## WRITTEN TASKS
1 – In the Romanesco cauliflower column, what dressing goes on the whole steamed cauliflower?
2 – Rewrite the Romanesco cauliflower column from "On one occasion" to "ahead of me.", changing "curried chickpeas" to "lentil stew".
3 – Continue the Romanesco cauliflower column from its final sentence onward.

## DOCUMENT PASSAGE
::::::::

Market Share – friends and countrymen, lend me your Romans
Impress your dining guests with a whole Romanesco cauliflower
Photos by Stacey DeWolfe
I am not a libertarian — at least not in the political sense. And though I can be stubborn at times, I am generally not a contrarian in my views, and, for the most part, I subscribe to the idea that conscious, and sometimes exaggerated, acts of agreeability are what allow (our) family gatherings to function as well as they (mostly) do. Still, I cannot help but bristle at being told what to do, cannot help but grow tense when something as benign as Thanksgiving dinner comes with moral obligations.
In fact, I have always hated the word “should,” and have spent much of my life trying to avoid the pull of its expectations. And because I am relatively unsentimental, I have never been able to fully empathize with the desire for culinary sameness at these important family gatherings.
When I was in my late teens and early twenties, I was a vegetarian, and lobbied hard for years to have a holiday meal that didn’t involve me eating turkey dinner sans turkey. As someone who ranked sage quite low on the herb desirability scale, I saw no need for tofurky-esque substitutes. I was also opposed to all things mashed, all things gravy and all things pumpkin. In fact, I pretty much despised Thanksgiving dinner, and, not surprisingly, the meals of Christmas and Easter.
On one occasion — to humour me, or, more likely, to shut me up — my traditional (and mashed potato-loving) father agreed to a meal of curried chickpeas, rice and naan. I was overjoyed, until I came home the next night from school to the smell of sage and the discovery that we were sitting down, as a family, to turkey with all the fixings. He was indeed one step ahead of me.
This year, sensing that some degree of culinary experimentation would be welcome, I proffered my services in the categories of green vegetable and cranberry sauce. Playing with the ground cherry compote recipe from a few weeks ago, I roasted up some cranberries with apples and onions, then divided them into separate dishes: one tart, with only the sweetness of the fruit, and one more traditional, with several dollops of maple syrup.
But it was in the realm of the green vegetable that I really struck gold, presenting a dish that no one had seen before, and one that impressed with almost no effort on my part: a whole steamed Romanesco cauliflower with a dressing of olive oil, lemon juice, salt and pepper.
Now, I call it Romanesco cauliflower because that’s what the elderly gentleman at the Jean-Talon Market called it when he sold it to me. But if you are looking for recipes, you will also find it under Romanesco broccoli or Roman cauliflower.

::::::::

## DATA EXTRACT
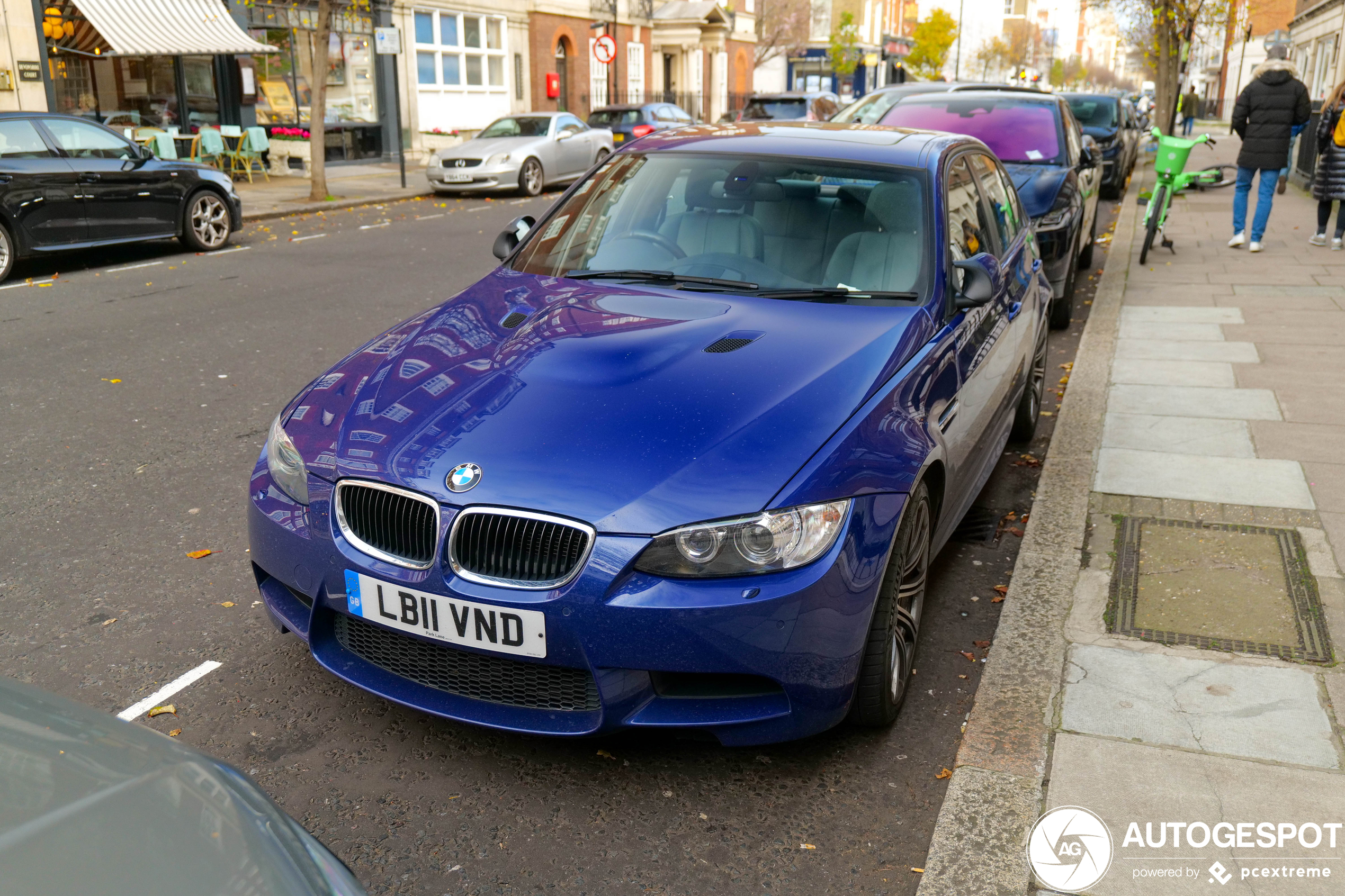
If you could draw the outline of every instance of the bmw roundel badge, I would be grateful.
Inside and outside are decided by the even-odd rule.
[[[482,481],[482,467],[475,463],[459,463],[444,478],[449,492],[467,492]]]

::::::::

## RESULTS FOR EACH TASK
1 – Olive oil, lemon juice, salt and pepper.

2 –
On one occasion — to humour me, or, more likely, to shut me up — my traditional (and mashed potato-loving) father agreed to a meal of lentil stew, rice and naan. I was overjoyed, until I came home the next night from school to the smell of sage and the discovery that we were sitting down, as a family, to turkey with all the fixings. He was indeed one step ahead of me.

3 –
I have to be honest: in terms of taste, what you are getting is not much different than you would from a standard cauliflower, which for some people might mean that the extra cost (the head pictured here was $7) is hard to justify. It is described as more subtle in flavour and slightly nuttier than the regular model, and I concur, but what it has in spades over its cruciferous cousins is its ornate, alien beauty.
Though the fella at Jean-Talon suggested I steam it for no more than three minutes, he had obviously been thinking that I would break it into buds beforehand, which you could totally do. However, it makes quite the centerpiece when cooked whole. In the end, I simply placed it in a large pot, in about an inch of salted water. I put it on the stove over high heat, and once the water came to a boil, put the lid on and let it steam.
Depending on the size of the head, it could take anywhere from 10–15 minutes, and you really have to just stick a fork in it every now and then to determine where it is at. If the flesh gives easily, then it’s probably done. The dressing is a simple mix of two parts good olive oil to one part lemon juice, and salt and pepper to taste. Pour it over when steaming and the flavours are absorbed into the vegetable.
The only hesitancy I noticed on the part of the diners stemmed from the desire to preserve its beauty and not hack it to death with knives and forks. Still, that was the only way to get the vegetable into one’s mouth, and so we dove in. It was fresh and crisp, provided a visual and gustatory contrast with its neighbours on the plate and allowed the culinary contrarian in me to be at peace with the otherwise traditional — and, I must confess, delicious — meal.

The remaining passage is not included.